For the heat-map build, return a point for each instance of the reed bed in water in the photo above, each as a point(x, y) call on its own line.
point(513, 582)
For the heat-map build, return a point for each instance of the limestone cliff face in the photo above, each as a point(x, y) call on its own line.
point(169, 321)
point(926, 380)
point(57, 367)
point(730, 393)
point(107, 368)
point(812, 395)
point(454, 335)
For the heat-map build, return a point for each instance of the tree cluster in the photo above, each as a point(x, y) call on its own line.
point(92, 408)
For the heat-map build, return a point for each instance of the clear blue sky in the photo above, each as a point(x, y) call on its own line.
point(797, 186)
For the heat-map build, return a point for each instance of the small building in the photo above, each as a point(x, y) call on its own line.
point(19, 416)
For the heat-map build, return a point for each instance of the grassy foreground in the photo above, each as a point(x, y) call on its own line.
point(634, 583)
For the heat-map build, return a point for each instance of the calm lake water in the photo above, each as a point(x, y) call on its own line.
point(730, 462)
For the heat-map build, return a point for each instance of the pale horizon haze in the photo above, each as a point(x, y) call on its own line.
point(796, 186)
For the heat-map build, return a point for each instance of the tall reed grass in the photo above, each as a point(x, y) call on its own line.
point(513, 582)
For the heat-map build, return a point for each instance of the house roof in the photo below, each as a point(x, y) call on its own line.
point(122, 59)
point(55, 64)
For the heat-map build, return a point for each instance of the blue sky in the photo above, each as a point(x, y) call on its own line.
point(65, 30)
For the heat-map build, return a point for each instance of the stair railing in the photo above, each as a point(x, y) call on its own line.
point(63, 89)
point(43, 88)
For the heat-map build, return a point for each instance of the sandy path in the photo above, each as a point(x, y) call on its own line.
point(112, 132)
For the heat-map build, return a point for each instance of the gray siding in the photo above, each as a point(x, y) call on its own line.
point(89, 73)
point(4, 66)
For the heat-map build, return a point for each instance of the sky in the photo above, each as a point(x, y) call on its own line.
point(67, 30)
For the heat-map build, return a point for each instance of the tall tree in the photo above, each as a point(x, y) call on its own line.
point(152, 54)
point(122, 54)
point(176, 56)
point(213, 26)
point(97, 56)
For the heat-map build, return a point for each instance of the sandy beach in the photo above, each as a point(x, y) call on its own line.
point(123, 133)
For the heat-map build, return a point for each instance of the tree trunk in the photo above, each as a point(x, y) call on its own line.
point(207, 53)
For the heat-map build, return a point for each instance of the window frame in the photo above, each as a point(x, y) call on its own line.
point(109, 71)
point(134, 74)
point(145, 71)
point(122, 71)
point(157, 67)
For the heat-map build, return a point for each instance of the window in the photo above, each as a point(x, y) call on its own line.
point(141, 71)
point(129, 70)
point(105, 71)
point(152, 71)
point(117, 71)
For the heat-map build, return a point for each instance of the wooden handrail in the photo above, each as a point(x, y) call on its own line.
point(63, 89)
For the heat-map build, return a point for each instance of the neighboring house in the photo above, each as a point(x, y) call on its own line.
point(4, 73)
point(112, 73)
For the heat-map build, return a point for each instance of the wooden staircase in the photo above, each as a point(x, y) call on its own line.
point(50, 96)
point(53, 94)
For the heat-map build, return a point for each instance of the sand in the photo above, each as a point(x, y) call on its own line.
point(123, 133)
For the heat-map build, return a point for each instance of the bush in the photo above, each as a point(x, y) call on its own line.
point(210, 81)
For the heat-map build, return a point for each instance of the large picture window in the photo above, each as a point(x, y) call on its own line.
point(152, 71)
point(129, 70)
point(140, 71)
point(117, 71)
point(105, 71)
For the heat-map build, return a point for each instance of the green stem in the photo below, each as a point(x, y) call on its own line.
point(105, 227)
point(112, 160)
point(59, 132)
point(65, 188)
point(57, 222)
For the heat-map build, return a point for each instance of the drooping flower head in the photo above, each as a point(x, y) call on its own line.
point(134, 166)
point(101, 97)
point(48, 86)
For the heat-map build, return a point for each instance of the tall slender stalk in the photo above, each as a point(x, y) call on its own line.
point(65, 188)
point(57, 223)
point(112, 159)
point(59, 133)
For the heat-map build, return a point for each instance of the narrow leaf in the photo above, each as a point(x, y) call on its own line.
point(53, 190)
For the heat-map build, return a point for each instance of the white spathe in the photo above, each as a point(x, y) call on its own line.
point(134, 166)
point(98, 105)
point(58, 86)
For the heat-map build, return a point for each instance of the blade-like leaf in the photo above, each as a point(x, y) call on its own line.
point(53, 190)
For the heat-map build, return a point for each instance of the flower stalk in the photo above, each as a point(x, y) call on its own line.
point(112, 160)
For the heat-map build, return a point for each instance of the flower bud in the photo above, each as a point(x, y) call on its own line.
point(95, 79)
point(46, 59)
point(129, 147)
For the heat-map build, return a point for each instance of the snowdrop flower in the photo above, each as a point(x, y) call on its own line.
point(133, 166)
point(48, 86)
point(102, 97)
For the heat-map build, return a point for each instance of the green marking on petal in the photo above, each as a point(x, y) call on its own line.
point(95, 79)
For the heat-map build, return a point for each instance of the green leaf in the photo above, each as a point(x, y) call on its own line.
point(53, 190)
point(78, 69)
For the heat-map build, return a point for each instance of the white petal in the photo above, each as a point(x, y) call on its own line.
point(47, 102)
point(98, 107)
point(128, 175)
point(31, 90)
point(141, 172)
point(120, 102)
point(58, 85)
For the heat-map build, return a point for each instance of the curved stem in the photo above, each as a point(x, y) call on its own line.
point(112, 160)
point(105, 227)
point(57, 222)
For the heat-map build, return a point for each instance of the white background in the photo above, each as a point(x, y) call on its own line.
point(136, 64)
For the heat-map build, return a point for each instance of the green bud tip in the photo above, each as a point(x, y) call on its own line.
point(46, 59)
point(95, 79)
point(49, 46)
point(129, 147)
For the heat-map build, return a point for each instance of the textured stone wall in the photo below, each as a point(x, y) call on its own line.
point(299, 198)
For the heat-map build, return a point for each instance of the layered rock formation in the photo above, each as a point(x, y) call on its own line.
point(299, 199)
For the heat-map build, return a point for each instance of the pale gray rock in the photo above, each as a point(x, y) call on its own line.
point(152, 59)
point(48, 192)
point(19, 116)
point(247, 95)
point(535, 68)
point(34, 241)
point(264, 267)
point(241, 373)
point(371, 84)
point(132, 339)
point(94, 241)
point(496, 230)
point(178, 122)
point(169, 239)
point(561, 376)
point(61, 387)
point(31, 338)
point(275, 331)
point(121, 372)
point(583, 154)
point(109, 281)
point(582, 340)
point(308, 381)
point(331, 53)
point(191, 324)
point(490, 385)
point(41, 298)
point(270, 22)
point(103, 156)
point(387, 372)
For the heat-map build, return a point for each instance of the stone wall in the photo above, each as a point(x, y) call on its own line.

########################################

* **Short exercise**
Return the entire listing above, every line unchanged and in the same order.

* **Response to this task**
For the heat-map build, return a point for each instance of the reed bed in water in the photo above, each as a point(x, y) call on its own line.
point(513, 582)
For the heat-map build, return a point for each instance of the limestone cliff face in the photo above, each as a point(x, y) call on its own line.
point(169, 321)
point(926, 380)
point(57, 367)
point(730, 393)
point(107, 368)
point(812, 395)
point(454, 335)
For the heat-map build, return a point for each instance of the tree cluster in the photo above, each as a point(x, y) call on its own line.
point(92, 408)
For the heat-map build, return a point for each instance of the clear blue sky in the photo above, each as a point(x, y) call on its own line.
point(797, 186)
For the heat-map build, return a point for each instance of the small building in the photo above, each as a point(x, y) call on its own line.
point(19, 416)
For the heat-map build, return a point for each instance of the grassy foreground in the photo above, each as a point(x, y) call on its own line.
point(634, 583)
For the heat-map build, return a point for each instance of the calm lake water in the photo above, each as a point(x, y) call on its own line.
point(730, 462)
For the heat-map build, return a point for each instance of the pale horizon haze in the photo above, each as a point(x, y) call on its own line.
point(796, 186)
For the heat-map build, return a point for each instance of the tall reed grass in the photo above, each as a point(x, y) call on its own line.
point(513, 582)
For the heat-map build, return a point for each instance of the house roof in the photo below, each as a point(x, y) call on its own line.
point(122, 59)
point(55, 64)
For the heat-map build, return a point for each instance of the blue sky in the photo above, each as a point(x, y) call on its own line.
point(65, 30)
For the heat-map build, return a point for each instance of the stair railing in the photo above, each as a point(x, y) call on its own line.
point(63, 89)
point(43, 88)
For the heat-map build, return a point for each instance of the sandy path in the photo above, each as a point(x, y) call on its own line.
point(112, 132)
For the heat-map build, return a point for each instance of the gray siding in the photo above, each as a point(x, y) call on its own line.
point(89, 73)
point(4, 66)
For the heat-map build, return a point for each instance of the sky in the photo above, each as a point(x, y) call on its own line.
point(67, 30)
For the heat-map build, return a point for each instance of the tall tree in the photo above, each as a point(x, y) call on its own line.
point(152, 54)
point(122, 54)
point(176, 56)
point(213, 26)
point(97, 56)
For the heat-map build, return a point for each instance of the sandy beach in the photo above, each as a point(x, y) call on its own line.
point(123, 133)
For the heat-map build, return a point for each instance of the tree trunk in the photo above, each as a point(x, y) call on its own line.
point(207, 53)
For the heat-map build, return a point for each instance of the window frame in the photo above, each as a point(x, y) call on its own line.
point(109, 71)
point(134, 74)
point(145, 71)
point(122, 71)
point(157, 67)
For the heat-map build, return a point for each instance of the window in the photo above, each as a point(x, y) call on its own line.
point(141, 71)
point(129, 70)
point(105, 71)
point(152, 71)
point(117, 71)
For the heat-map build, return a point for each instance of the wooden handrail in the photo above, each as a point(x, y) call on its own line.
point(63, 89)
For the heat-map build, return a point for each instance of the neighboring house in the photo above, each as a point(x, y) call on its own line.
point(4, 73)
point(112, 73)
For the heat-map build, return a point for each instance of the wooden staircase in the photo above, each as a point(x, y) call on its own line.
point(50, 96)
point(53, 94)
For the heat-map build, return a point for each instance of the sand in the photo above, each as a point(x, y) call on its own line.
point(123, 133)
For the heat-map build, return a point for each instance of the bush in the photo above, each as a point(x, y) call on its own line.
point(210, 81)
For the heat-map build, return a point for each instance of the large picture window in the photo above, each as a point(x, y) call on its own line.
point(152, 71)
point(129, 70)
point(140, 71)
point(117, 71)
point(105, 71)
For the heat-map build, return a point for each instance of the green stem in the photo below, each as a point(x, y) call on its own line.
point(105, 227)
point(112, 160)
point(59, 132)
point(65, 188)
point(57, 222)
For the heat-map build, return a point for each instance of the drooping flower head in the photo above, each as a point(x, y) call on its own line.
point(134, 166)
point(101, 97)
point(48, 86)
For the heat-map build, return a point for each instance of the tall slender stalk in the photo above, each as a point(x, y) call on its own line.
point(65, 188)
point(57, 223)
point(112, 159)
point(59, 133)
For the heat-map build, return a point for each instance of the narrow leaf in the photo above, each as a point(x, y) call on its own line.
point(53, 190)
For the heat-map build, return a point for each instance of the white spathe in the photo above, each as a point(x, y) call on its own line.
point(134, 166)
point(98, 105)
point(58, 86)
For the heat-map build, return a point for each instance of the blade-like leaf in the photo above, each as a point(x, y) call on its own line.
point(53, 190)
For the heat-map build, return a point for each instance of the flower stalk in the photo above, each as a point(x, y) call on its own line.
point(112, 160)
For the heat-map build, return a point for each instance of the flower bud in the photo above, each as a point(x, y) call on its own line.
point(95, 79)
point(46, 59)
point(129, 147)
For the heat-map build, return a point for each instance of the snowdrop flower in the photo above, each as a point(x, y) call on its own line.
point(133, 166)
point(48, 86)
point(102, 97)
For the heat-map build, return a point for each instance of the green marking on petal in the photo above, each as a point(x, y) call on its own line.
point(95, 79)
For the heat-map build, return a point for each instance of the green leaf in the photo above, each as a point(x, y) call on its own line.
point(53, 190)
point(78, 69)
For the heat-map build, return a point for each instance of the white petal in the photo above, each as a point(x, y) call on its own line.
point(47, 102)
point(98, 107)
point(128, 175)
point(31, 90)
point(141, 172)
point(120, 102)
point(58, 85)
For the heat-map build, return a point for each instance of the curved stem in the photo above, each as a point(x, y) call on its own line.
point(112, 160)
point(105, 227)
point(57, 222)
For the heat-map build, return a point for each instance of the white background in the photo above, each as a point(x, y) call on its own line.
point(136, 64)
For the heat-map build, return a point for each instance of the green bud tip in the photo above, each as a point(x, y) call on its own line.
point(46, 59)
point(95, 79)
point(49, 46)
point(129, 147)
For the heat-map build, return a point for each instance of the textured stone wall in the photo below, each as a point(x, y) call on its own line.
point(299, 198)
For the heat-map build, return a point for each instance of the layered rock formation in the photo above, each as a point(x, y) call on its own line.
point(299, 199)
For the heat-map build, return a point for each instance of the pale gray rock in the photo above, each as a point(x, y) call on its own line.
point(152, 59)
point(48, 192)
point(19, 116)
point(247, 95)
point(535, 68)
point(34, 241)
point(264, 267)
point(241, 373)
point(371, 84)
point(132, 339)
point(94, 241)
point(496, 230)
point(178, 122)
point(169, 239)
point(561, 376)
point(61, 387)
point(31, 338)
point(275, 331)
point(121, 372)
point(583, 154)
point(109, 281)
point(582, 340)
point(308, 381)
point(331, 53)
point(191, 324)
point(490, 385)
point(41, 298)
point(270, 22)
point(103, 156)
point(387, 372)
For the heat-map build, return a point for each instance of the stone wall in the photo above, each as a point(x, y) call on its own line.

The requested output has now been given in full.